[Data taken from a collection]
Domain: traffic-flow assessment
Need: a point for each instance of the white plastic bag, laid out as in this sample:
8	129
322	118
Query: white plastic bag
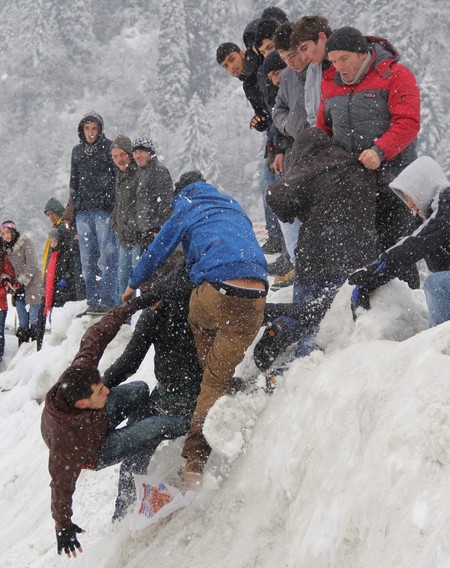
155	500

| SHORT EXERCISE |
Can you rewrite the whole listing above as a numbered list, skipping any blank lines and leaving the pictures out?

| EXERCISE SOLUTION |
1. Domain: traffic-flow assessment
2. Need: a point for each instance of the white plastic bag, laid out as in this sample:
3. 8	129
4. 322	118
5. Query: white plastic bag
6. 155	500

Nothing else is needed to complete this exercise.